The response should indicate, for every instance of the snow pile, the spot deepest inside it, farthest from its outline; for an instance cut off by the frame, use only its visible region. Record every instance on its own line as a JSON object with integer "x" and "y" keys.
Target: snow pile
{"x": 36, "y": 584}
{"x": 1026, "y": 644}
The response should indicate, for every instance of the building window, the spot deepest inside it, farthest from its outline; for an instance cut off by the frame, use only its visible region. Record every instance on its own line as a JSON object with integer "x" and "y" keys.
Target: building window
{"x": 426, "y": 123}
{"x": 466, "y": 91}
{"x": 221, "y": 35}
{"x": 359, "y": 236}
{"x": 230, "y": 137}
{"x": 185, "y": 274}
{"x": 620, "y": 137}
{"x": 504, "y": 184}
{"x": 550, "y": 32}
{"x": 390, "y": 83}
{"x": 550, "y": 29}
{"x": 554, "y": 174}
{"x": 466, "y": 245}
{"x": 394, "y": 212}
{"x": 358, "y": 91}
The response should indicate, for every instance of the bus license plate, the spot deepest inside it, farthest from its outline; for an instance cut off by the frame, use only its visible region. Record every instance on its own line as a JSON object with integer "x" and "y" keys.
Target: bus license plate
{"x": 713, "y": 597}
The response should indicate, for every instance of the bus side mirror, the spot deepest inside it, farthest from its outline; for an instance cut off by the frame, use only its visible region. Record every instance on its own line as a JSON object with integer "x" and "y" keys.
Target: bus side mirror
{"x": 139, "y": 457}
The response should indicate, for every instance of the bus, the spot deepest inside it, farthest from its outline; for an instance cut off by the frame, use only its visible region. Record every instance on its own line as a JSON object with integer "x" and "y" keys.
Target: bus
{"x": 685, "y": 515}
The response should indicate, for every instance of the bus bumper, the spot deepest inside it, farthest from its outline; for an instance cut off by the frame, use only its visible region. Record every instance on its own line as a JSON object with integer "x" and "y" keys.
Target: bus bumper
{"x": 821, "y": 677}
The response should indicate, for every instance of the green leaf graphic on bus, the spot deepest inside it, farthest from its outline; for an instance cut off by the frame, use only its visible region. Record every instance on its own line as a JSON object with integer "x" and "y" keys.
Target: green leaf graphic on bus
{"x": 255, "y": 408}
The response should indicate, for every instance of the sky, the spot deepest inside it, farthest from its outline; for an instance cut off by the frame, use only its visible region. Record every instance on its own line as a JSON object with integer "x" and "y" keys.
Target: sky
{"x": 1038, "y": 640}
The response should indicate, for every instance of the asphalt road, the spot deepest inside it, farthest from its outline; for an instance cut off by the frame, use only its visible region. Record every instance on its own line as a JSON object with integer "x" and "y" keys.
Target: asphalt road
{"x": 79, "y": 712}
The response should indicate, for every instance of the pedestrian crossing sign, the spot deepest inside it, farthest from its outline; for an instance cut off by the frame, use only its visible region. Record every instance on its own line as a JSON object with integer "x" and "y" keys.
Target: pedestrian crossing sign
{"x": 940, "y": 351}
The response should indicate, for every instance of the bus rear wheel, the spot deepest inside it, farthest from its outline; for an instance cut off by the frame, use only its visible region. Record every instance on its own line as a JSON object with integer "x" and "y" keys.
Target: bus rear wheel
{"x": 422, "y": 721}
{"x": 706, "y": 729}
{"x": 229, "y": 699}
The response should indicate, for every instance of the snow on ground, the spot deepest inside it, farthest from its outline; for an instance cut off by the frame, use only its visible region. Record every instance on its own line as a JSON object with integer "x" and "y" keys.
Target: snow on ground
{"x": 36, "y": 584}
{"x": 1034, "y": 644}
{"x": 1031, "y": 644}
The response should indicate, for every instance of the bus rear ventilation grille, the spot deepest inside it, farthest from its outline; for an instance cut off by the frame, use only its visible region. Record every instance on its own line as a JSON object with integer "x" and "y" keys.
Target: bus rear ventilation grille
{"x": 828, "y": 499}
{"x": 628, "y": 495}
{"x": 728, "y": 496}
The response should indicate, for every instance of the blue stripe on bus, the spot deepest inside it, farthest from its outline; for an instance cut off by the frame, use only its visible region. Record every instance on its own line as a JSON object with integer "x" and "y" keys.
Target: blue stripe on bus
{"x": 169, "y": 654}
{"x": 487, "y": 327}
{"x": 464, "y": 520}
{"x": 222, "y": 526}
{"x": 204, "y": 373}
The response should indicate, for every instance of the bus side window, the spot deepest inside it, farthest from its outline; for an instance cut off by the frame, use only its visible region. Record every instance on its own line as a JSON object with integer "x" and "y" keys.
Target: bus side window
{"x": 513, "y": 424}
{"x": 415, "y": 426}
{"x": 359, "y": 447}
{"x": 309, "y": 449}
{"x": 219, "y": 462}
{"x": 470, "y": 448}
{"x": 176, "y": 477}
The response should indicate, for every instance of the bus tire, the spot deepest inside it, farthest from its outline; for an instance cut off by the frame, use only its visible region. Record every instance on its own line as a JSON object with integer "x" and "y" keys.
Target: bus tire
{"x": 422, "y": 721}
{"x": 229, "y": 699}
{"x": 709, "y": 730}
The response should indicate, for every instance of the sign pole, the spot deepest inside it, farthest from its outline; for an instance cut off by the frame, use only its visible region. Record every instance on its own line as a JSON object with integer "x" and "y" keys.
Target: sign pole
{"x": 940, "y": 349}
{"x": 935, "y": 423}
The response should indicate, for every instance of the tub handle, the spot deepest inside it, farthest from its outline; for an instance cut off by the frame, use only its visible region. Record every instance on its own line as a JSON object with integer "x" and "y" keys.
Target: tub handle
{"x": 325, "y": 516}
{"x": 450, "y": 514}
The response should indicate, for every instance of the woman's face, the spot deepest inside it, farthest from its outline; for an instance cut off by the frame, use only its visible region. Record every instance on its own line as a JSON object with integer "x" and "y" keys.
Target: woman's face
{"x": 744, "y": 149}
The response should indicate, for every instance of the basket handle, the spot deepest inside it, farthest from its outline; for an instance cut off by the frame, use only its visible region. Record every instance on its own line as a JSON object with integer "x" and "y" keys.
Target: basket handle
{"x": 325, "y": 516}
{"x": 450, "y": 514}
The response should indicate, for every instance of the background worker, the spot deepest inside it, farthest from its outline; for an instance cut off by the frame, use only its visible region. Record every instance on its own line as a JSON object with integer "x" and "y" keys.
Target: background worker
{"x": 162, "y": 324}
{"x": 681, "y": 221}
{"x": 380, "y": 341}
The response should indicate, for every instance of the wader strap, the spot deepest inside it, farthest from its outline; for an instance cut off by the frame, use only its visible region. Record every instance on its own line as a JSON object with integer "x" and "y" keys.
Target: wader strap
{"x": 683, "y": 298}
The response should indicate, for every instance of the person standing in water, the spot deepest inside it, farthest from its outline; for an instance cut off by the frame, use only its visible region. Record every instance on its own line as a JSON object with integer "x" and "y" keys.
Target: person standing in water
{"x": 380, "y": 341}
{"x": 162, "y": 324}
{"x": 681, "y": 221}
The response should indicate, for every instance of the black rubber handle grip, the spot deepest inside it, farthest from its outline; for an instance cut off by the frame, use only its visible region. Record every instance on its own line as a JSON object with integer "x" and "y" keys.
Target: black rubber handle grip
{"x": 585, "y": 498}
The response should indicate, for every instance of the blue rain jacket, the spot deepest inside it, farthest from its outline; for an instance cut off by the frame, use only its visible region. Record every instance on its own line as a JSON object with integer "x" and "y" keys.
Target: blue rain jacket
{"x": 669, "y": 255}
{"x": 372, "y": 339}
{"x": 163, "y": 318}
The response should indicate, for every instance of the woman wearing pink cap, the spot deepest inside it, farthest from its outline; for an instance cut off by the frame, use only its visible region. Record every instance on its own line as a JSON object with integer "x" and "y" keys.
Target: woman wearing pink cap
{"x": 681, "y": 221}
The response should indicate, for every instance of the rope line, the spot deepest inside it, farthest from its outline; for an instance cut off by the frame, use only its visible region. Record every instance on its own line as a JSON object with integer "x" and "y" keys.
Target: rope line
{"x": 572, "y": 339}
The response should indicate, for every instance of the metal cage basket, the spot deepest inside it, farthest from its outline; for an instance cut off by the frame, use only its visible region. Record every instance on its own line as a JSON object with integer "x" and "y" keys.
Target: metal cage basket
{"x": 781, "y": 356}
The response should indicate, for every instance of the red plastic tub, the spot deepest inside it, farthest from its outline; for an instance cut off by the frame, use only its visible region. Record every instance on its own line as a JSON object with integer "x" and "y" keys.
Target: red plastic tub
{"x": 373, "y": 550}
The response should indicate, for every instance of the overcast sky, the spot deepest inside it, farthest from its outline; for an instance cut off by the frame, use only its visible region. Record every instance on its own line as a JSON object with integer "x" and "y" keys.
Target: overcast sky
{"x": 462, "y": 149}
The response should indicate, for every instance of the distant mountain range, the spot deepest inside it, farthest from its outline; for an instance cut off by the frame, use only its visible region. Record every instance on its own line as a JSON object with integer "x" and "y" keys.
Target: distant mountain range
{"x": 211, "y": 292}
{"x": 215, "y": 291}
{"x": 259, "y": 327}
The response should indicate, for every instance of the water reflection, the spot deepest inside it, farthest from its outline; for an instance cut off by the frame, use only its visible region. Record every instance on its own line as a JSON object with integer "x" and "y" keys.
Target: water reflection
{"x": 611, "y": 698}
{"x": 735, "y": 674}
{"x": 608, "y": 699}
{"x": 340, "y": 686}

• _Stated task_: Your task is to reproduce, exactly and exclusively, the lines from the one holding "The response should indicate, for every instance of the overcast" through the final line of the listing.

• _Output for this task_:
The response should indicate, for every instance of the overcast sky, the spot deepest inside it, farthest from its outline; for an instance cut off by the frame, use only its visible region. Record every instance on its own line as a JSON object with integer "x" and "y" keys.
Target: overcast sky
{"x": 462, "y": 149}
The response should indicate, for every instance of the distant mountain range, the spot deepest inside it, farthest from its outline; for an instance cut off by the frame, use only its visible region. Record every instance on its own line as a JSON object with integer "x" and "y" keys.
Target: distant mountain range
{"x": 211, "y": 292}
{"x": 215, "y": 291}
{"x": 259, "y": 327}
The response should indicate, for every instance of the water reflection, the spot deepest inside it, farthest from its outline; for an instance cut off by the frame, use only its visible region. Record every instance on its own line as a JSON object with integer "x" and "y" keys.
Target: water reflection
{"x": 611, "y": 698}
{"x": 735, "y": 674}
{"x": 608, "y": 699}
{"x": 340, "y": 686}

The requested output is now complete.